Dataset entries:
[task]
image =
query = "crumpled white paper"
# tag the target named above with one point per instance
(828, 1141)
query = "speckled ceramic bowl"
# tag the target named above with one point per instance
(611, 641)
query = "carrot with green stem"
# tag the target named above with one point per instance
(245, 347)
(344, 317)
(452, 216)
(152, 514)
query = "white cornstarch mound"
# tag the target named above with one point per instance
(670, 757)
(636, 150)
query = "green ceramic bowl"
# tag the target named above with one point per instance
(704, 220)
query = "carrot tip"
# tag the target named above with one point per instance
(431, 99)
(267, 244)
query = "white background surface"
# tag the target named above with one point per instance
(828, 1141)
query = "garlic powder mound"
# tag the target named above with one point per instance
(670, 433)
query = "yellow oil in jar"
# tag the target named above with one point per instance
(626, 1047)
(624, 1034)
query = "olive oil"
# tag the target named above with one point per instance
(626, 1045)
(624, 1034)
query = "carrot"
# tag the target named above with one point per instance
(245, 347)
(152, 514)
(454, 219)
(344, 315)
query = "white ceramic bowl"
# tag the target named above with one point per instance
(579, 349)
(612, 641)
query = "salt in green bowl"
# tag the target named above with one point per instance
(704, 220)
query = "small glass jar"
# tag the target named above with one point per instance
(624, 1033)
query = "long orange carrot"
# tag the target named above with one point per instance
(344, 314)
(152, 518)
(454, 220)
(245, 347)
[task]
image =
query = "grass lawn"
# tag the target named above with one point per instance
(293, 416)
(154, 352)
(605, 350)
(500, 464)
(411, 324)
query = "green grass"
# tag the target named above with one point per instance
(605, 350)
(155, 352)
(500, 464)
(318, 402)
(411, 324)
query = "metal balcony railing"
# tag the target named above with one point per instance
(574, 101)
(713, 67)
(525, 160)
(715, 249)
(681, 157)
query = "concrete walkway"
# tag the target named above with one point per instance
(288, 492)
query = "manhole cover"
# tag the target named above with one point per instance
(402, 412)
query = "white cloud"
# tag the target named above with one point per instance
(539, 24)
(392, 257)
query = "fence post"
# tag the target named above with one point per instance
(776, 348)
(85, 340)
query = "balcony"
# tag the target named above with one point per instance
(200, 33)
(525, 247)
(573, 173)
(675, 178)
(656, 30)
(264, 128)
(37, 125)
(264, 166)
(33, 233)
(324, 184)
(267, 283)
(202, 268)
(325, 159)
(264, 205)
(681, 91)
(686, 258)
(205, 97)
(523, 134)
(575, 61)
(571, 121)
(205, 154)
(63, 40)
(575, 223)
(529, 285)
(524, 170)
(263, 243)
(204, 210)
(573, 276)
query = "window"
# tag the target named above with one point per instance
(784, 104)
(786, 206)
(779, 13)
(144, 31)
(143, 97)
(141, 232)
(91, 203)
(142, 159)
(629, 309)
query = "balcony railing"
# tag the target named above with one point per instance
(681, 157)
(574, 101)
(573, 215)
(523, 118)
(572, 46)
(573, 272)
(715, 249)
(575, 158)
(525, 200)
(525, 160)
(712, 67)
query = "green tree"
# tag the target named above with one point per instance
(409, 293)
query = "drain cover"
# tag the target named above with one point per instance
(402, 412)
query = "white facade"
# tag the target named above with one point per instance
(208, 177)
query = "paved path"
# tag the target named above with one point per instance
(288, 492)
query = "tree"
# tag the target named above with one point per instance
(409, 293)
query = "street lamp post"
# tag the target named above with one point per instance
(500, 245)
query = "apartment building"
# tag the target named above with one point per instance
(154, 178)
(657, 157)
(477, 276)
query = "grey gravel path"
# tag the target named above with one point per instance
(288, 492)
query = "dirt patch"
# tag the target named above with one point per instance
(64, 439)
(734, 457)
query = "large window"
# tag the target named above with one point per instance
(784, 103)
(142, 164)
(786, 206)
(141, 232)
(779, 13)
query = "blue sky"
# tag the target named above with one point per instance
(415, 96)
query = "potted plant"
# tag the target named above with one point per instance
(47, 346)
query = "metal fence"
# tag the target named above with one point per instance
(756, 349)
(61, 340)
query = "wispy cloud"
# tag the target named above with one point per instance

- _WHAT IS EXPECTED_:
Match on "ceramic": copy every line in the records that has it.

- _TASK OUTPUT_:
query = "speckled ceramic bowl"
query = "green ceramic bowl"
query = "white ceramic bowl"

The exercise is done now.